◆ Given data:
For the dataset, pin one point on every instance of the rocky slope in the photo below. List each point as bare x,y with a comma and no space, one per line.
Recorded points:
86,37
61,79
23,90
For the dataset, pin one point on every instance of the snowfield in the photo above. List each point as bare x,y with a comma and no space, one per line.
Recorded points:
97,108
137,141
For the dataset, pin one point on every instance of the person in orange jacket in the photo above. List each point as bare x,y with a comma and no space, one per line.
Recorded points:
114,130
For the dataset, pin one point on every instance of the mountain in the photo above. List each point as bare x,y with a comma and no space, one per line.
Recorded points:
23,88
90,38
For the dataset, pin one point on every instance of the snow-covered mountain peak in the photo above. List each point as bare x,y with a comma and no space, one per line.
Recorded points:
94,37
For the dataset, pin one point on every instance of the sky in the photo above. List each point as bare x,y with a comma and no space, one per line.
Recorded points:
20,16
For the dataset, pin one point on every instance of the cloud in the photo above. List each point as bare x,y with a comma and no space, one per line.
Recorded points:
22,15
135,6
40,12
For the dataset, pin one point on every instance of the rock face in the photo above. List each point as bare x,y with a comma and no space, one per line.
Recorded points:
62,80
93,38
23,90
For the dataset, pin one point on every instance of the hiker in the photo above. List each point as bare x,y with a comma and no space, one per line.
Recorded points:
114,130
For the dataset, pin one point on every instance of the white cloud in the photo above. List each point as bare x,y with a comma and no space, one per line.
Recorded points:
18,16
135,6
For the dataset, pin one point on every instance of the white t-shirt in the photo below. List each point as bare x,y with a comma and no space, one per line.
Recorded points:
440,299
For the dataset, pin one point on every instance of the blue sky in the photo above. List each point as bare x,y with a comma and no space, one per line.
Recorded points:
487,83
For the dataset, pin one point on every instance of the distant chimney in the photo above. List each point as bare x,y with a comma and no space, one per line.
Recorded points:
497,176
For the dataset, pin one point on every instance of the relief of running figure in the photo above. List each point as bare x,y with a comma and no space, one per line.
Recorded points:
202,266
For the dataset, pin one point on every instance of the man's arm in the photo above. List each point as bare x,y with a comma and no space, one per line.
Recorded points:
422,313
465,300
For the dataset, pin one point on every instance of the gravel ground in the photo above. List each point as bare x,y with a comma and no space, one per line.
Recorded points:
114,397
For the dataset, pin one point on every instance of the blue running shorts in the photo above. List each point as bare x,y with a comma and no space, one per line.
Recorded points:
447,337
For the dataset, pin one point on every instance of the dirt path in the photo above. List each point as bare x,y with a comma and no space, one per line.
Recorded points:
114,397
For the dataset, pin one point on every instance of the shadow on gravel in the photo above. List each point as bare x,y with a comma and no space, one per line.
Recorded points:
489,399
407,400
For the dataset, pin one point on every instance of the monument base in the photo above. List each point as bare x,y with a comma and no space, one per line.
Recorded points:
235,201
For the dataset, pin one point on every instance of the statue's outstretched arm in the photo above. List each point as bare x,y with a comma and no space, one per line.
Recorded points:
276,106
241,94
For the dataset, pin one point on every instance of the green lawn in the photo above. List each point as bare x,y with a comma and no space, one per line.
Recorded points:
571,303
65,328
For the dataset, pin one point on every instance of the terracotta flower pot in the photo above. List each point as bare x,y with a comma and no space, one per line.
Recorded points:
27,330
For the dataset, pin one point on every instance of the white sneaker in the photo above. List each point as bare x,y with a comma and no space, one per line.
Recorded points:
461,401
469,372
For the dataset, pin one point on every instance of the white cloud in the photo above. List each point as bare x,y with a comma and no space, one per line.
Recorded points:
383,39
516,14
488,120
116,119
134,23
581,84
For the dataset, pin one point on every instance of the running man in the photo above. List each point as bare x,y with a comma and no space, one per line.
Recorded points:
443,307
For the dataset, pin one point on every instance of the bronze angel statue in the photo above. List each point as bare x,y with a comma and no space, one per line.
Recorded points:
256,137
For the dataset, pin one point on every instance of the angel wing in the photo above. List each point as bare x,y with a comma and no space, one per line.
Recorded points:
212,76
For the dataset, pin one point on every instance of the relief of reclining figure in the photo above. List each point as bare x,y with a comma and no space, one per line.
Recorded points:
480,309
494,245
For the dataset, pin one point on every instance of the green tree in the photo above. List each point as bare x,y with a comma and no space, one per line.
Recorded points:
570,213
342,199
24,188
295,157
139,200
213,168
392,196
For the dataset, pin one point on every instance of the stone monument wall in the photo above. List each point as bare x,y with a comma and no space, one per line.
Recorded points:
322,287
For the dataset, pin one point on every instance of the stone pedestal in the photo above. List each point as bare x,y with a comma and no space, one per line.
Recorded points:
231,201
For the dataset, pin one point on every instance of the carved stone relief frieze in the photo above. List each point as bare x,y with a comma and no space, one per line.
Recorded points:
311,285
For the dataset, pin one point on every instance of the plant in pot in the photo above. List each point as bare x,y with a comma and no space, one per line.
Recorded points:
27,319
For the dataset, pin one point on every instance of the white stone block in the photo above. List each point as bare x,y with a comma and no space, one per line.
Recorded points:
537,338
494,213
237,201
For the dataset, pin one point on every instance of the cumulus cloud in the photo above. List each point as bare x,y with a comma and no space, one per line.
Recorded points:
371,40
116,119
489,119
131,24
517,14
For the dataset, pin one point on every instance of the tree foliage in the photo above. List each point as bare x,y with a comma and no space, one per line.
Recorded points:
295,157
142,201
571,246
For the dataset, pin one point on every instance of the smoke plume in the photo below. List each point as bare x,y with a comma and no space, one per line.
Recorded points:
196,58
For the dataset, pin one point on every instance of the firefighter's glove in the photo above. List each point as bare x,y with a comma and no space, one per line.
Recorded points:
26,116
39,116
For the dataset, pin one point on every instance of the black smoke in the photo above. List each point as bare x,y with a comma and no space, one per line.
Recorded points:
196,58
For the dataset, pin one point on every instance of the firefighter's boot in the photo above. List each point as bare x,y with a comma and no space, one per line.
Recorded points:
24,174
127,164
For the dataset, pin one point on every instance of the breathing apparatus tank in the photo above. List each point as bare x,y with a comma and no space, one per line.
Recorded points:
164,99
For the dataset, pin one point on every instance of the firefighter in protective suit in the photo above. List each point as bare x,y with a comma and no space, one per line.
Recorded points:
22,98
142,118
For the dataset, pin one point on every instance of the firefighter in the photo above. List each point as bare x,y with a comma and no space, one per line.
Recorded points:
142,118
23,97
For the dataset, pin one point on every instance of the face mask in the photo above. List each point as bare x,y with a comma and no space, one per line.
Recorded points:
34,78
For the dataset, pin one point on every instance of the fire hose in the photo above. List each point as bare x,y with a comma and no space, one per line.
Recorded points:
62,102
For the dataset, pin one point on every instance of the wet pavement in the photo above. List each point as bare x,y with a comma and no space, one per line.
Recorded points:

◆ Your task: Return the records above verbatim, in their entirety.

◆ Problem solution:
For the dataset, pin one point on every instance of the rocky slope in the photo below. List each point as bare x,y with a comma and no space, one per line.
Recorded points:
86,37
61,79
23,90
For the dataset, pin one point on every instance of the snowfield in the photo above. List each point as bare x,y with a comma and no space, one per line.
Recorded points:
97,108
137,141
For the dataset, pin one point on every instance of the person in orange jacket in the photo above. List each point as bare x,y with a comma and no space, one per line.
Recorded points:
114,130
For the dataset, pin one point on every instance of the mountain in the photo above. List each point as bare x,y with a comma and no space, one per line.
Recorded points:
23,88
90,38
For the dataset, pin one point on every instance of the snow-covered mountain peak in the photo above. List each point as bare x,y with a comma and no space, one per line.
Recorded points:
94,37
For the dataset, pin one point on every instance of the sky in the photo above. List each point as bare x,y with a comma and no space, one per line.
Recorded points:
20,16
For the dataset, pin one point on every instance of the cloud in the photo above. List each point as bare x,y with a comma and no space, one per line.
Recorded points:
22,15
135,6
40,12
For the dataset, pin one point on every instance of the rock face in the photo above. List each point as bare x,y with a comma and no space, one per line.
Recorded points:
62,80
93,38
23,90
For the dataset, pin one point on every instance of the hiker in the photo above. List each point as bare x,y with a comma and no space, one per line.
Recorded points:
114,130
For the dataset, pin one point on every instance of the white cloud in the photo above. List each point as bare x,y with a comma and no space, one per line.
Recorded points:
18,16
135,6
For the dataset, pin one point on every instance of the white t-shirt in the photo below. List each point as bare x,y with a comma and no space, one per line.
Recorded points:
440,299
For the dataset, pin one point on every instance of the blue sky in the photo above. List each point as bare x,y with a comma and no space, one per line.
Recorded points:
487,83
For the dataset, pin one point on every instance of the distant chimney in the photo above. List each point as bare x,y with a comma and no space, one per line.
Recorded points:
497,176
For the dataset, pin one point on every instance of the relief of running figure in the photo above. List each point as bare x,y with a comma and no space, one per line.
Recorded points:
202,266
For the dataset, pin one point on every instance of the man's arm in the photo above. List each point as bare x,y with a comma and no space, one per line.
Recorded points:
422,313
465,300
For the dataset, pin one point on every instance of the gravel ground in the photo above. List each point as bare x,y with a comma and no space, one per line.
Recorded points:
114,397
For the dataset, pin one point on every instance of the blue running shorts in the photo above. List each point as bare x,y with a comma and no space, one per line.
Recorded points:
447,337
For the dataset, pin one point on every instance of the dirt path in the photo above. List each point as bare x,y with a comma and no space, one per line.
Recorded points:
114,397
For the dataset, pin one point on every instance of the shadow on gravel in the photo above. List each point as bare x,y with a comma and no space, one per line.
Recorded points:
489,399
407,400
For the dataset, pin one point on every instance of the monument base in the photo above. List each point as bare x,y with a comma and no space, one per line.
Recorded points:
235,201
For the dataset, pin one point on every instance of the statue's outstretched arm in the photo above. List each point as bare x,y with a comma and no space, one per line.
Recorded points:
276,106
241,94
For the dataset, pin one point on every instance of the green lawn in the photo above. List each point as bare x,y with a comma and no space, one per line.
Recorded points:
571,303
65,328
For the dataset, pin one point on every instance of the terracotta flower pot in the photo above. List each point as bare x,y with a comma and no space, one per line.
Recorded points:
27,330
For the dataset, pin one point on every instance of the white sneaker in the photo above. List each point as bare x,y with a comma and no space, one per line.
Recorded points:
461,401
469,372
For the dataset, pin one point on every instance of the white cloud in the photo above. List each point as bare x,y with a comma and no space, one per line.
Recorded points:
383,39
516,14
488,120
116,119
134,23
581,84
For the dataset, pin one point on every instance of the running man in the photo above. List each point as bare x,y with a comma and no space, one per line.
Recorded points:
443,307
For the dataset, pin one point on every instance of the bronze angel statue in the photo above. List each point as bare x,y with a comma and no space, one per line.
Recorded points:
256,137
For the dataset, pin one point on every instance of the angel wing in the photo above. List each point as bare x,y with a comma and no space, one per line.
Recorded points:
212,76
For the dataset, pin one point on every instance of the relief of reclining figure in the photo above. List each point as bare x,y with a comma and no space, one per line.
Recorded points:
480,309
494,245
For the dataset, pin one point on every instance of the green tree in the photo above. List each point as bare x,y with a comma and no space, one per line.
Recorded points:
570,213
342,199
24,188
295,157
139,200
213,168
392,196
For the dataset, pin one point on every instance of the stone monument wall in the photo above. List each point as bare x,y with a comma and no space, one per line.
Recorded points:
322,287
For the dataset, pin one point on every instance of the stone pedestal in the photo above. List each point as bare x,y with a comma and no space, one per line.
Recorded points:
231,201
For the dataset, pin one point on every instance of the carved stone relief frieze in the photo above. List each point as bare x,y with a comma and no space, one per line.
Recorded points:
311,285
For the dataset, pin one point on every instance of the plant in pot in the photo above. List each point as bare x,y with a comma and no space, one per line.
Recorded points:
27,319
For the dataset, pin one point on every instance of the white stone block in the photo above. List each point as bare x,y with a comma and no space, one per line.
Recorded points:
537,338
494,213
237,201
For the dataset, pin one point on every instance of the cumulus cloud in the photo above. List each point as bare x,y with a comma and no space, one per line.
Recorded points:
371,40
116,119
489,119
131,24
517,14
For the dataset, pin one point on every instance of the tree foliage in the photo above. List each point as bare x,y with a comma and no space, one per line.
Recorded points:
295,157
142,201
571,246
For the dataset, pin one point on every instance of the smoke plume in the photo below. List each point as bare x,y with a comma and no space, one per line.
Recorded points:
196,58
For the dataset, pin one point on every instance of the firefighter's glove in the photo above. List each point as bare x,y with a comma and no space, one per line.
Recorded points:
26,116
39,116
For the dataset, pin one point on every instance of the black smoke in the photo above. List each point as bare x,y with a comma and no space, one per line.
Recorded points:
196,58
For the dataset, pin one point on every instance of the firefighter's boot in the photo above. List each point as bare x,y with a comma and no space, one per line.
Recorded points:
24,174
127,164
For the dataset, pin one point on every instance of the breathing apparatus tank in the photo above. List each point as bare x,y with a comma and no space, one per line.
Recorded points:
164,99
For the dataset, pin one point on every instance of the firefighter in protective suit in the photo above. List each point as bare x,y with a comma and no space, one per line.
Recorded points:
22,98
142,118
For the dataset, pin one point on every instance of the firefighter in the photo above. List each point as bare x,y with a comma and no space, one per line.
Recorded points:
142,118
23,97
For the dataset, pin one point on every instance of the face mask in the photo above. List each point as bare x,y with a comma and no space, one per line.
Recorded points:
34,78
For the dataset, pin one point on every instance of the fire hose in the photo above. List each point as bare x,y with a comma and no space, one per line.
Recorded points:
62,102
For the dataset, pin one point on every instance of the wet pavement in the photo above. List each point as bare x,y with a comma and no space, one per line.
Recorded points:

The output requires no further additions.